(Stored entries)
##############################

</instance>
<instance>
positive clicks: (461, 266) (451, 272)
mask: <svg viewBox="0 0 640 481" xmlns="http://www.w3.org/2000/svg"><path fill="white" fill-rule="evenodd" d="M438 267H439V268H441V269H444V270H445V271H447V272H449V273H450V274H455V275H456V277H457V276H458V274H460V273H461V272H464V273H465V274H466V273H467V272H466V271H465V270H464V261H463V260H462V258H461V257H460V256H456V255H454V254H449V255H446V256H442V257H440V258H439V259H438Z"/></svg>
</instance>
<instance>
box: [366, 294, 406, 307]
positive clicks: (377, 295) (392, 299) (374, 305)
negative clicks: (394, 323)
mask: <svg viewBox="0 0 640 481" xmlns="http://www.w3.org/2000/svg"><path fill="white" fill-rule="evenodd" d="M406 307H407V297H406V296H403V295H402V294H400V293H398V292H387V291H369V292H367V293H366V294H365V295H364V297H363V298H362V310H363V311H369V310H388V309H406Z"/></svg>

##############################

Prompt » Set down exactly, and only, the lines from the one with "box: [366, 294, 406, 307]" to the final line of the data.

Output for this task »
box: [366, 294, 406, 307]
positive clicks: (377, 295) (392, 299) (374, 305)
negative clicks: (394, 323)
mask: <svg viewBox="0 0 640 481" xmlns="http://www.w3.org/2000/svg"><path fill="white" fill-rule="evenodd" d="M406 307H407V297H406V296H403V295H402V294H400V293H398V292H387V291H369V292H367V293H366V294H365V295H364V297H363V298H362V310H363V311H369V310H388V309H406Z"/></svg>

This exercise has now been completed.